SUPPLIED TEXT:
-- Begin --
I’m trying to improve the reliability of my zigbee mesh
added extra repeaters (now 6 repeaters and 5 end devices (2 are both)
Updated firmware in both Sonoff Dongle-P’s (coordinator and repeater)
changed my Wi-fi channels (to 1 and 6) and changed zigbee channel to 25
physically moved the coordinator Sonoff Dongle-P closer to the rest of network (HA PC is in corner of house, so swapped to 3m USB extension cable)
reset and added IKEA signal repeaters, now using all convenient power sockets.
I have one link (coordinator to Sonoff BasicZBR3) which is 5m line of sight, yet usually reports 50-75 LQI - lower than those going through solid concrete walls.
… and still the Visualisation is showing only yellow, red and grey lines. Yes I understand that LQI is a measure of the signal strength (though manufacturers can calculate it differently), and have read comments that the Visualisation is pretty but not particularly accurate … so I have setup a lovelace panel to summarise LQI and time last updated.
Then I looked at the graph of history of LQI. I had not realised that the IKEA repeaters go unavailable at the same time, on a regular two hours on, 2 hours unavailable pattern. Curiously the BasicZBR3 has the lowest LQI numbers, but stays connected.
Hmmm, thinking that the Sonoff was getting a steady (albeit weaker) signal because of being line-of-sight, I used an extension power cord to move Tradfri 03 to where the Sonoff was (line of sight 5m), and bumped the Sonoff a bit further away … and this is the result
OK, setting “Consider mains powered devices unavailable after” to 1 hour (3600 seconds) has had a noticable improvement - the Tradfri repeaters now seem to be “unavailable” for 1 hour, but still sticking to their 4 hour cycle.
Doh !! Having my HA server and zigbee coordinator located in my study (second bedroom) means that the link between coordinator and living room (where most zigbee devices are located) is critical to the entire network. Doesn’t matter how good the rest of the mesh is, if messages are struggling to get to/from the coordinator, or all the traffic is causing a bottleneck on one link.
So I have now installed proxmox and HA on an OptiPlex 7050 micro PC, restored HA backup on to it, and relocated it to the living room nearly centre of my little apartment. A couple of repeaters are already in obvious locations and I now have 3 more repeaters to place where they should make a good mesh.
I’m curious that this topic has been viewed 135 in 3 weeks … but no replies except me adding more info.
Does this mean that I am the only person this is happening for, and no-one has any suggestions ?
Or that no-one is looking at LQI ? This seems surprising given the number of posts about device unavailability in zigbee
The changes I made above have certainly improved the situation, but all my Tradfri signal repeaters and light bulb still go unavailable at the same time, and show as back online at the same time. My Sonoff repeater does not show this behaviour.
-- End --
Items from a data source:
-- Begin --
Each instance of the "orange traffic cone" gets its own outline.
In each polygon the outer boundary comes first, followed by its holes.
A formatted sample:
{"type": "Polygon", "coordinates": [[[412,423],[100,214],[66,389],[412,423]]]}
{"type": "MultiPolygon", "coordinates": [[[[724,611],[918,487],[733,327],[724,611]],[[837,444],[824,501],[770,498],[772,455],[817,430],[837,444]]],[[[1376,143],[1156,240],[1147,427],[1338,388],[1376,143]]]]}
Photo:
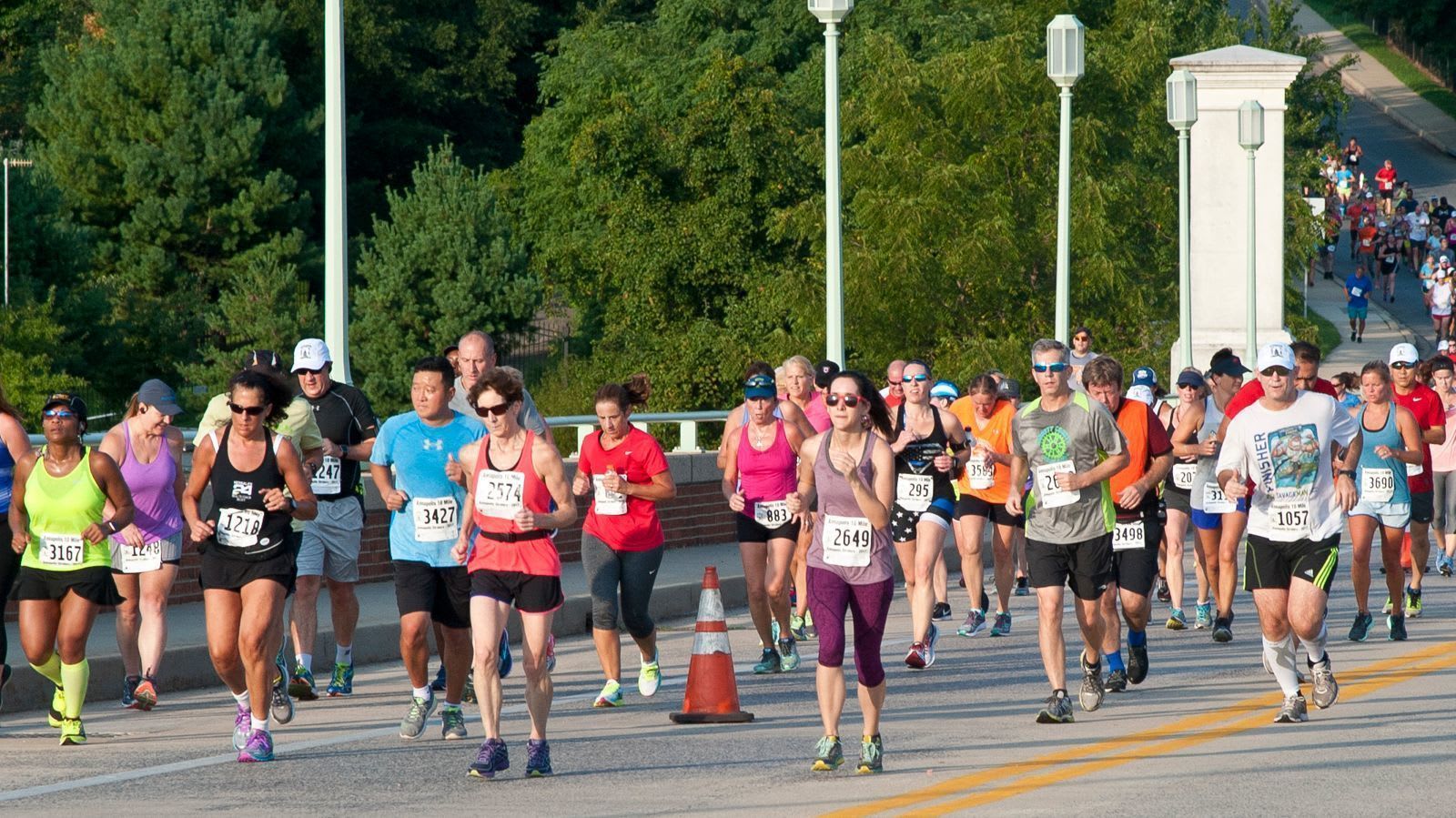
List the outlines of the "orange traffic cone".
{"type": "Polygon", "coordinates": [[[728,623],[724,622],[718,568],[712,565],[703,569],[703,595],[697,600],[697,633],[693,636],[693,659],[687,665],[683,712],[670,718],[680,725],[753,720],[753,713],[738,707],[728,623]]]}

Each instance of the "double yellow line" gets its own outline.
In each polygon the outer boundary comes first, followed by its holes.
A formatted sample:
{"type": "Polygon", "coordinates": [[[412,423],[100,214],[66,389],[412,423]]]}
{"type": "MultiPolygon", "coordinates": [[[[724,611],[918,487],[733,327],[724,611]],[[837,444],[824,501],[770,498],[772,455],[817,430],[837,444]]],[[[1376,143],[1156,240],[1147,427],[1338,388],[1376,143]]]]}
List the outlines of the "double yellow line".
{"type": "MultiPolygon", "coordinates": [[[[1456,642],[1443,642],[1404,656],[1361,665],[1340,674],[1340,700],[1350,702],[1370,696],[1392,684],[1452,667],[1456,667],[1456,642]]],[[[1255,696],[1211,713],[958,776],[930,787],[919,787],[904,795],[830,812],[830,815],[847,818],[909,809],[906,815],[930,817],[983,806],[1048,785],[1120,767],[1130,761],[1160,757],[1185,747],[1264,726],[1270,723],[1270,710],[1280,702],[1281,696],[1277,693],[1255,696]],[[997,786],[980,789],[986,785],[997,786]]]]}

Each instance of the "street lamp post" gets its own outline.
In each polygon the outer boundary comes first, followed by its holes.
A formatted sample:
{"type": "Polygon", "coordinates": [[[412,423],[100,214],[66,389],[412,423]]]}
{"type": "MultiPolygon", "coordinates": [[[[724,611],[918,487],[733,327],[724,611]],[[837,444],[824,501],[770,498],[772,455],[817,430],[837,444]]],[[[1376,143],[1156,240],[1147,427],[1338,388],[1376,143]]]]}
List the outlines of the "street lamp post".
-- End --
TASKS TO CARRY OUT:
A: Print the stretch of the zigbee thread from "Doh !! Having" through "adding more info.", copied word for word.
B: Count the lines in the records that contain the string "traffic", matching case exactly, and reply with the number alone.

TASK RESULTS:
A:
Doh !! Having my HA server and zigbee coordinator located in my study (second bedroom) means that the link between coordinator and living room (where most zigbee devices are located) is critical to the entire network. Doesn’t matter how good the rest of the mesh is, if messages are struggling to get to/from the coordinator, or all the traffic is causing a bottleneck on one link.
So I have now installed proxmox and HA on an OptiPlex 7050 micro PC, restored HA backup on to it, and relocated it to the living room nearly centre of my little apartment. A couple of repeaters are already in obvious locations and I now have 3 more repeaters to place where they should make a good mesh.
I’m curious that this topic has been viewed 135 in 3 weeks … but no replies except me adding more info.

B: 2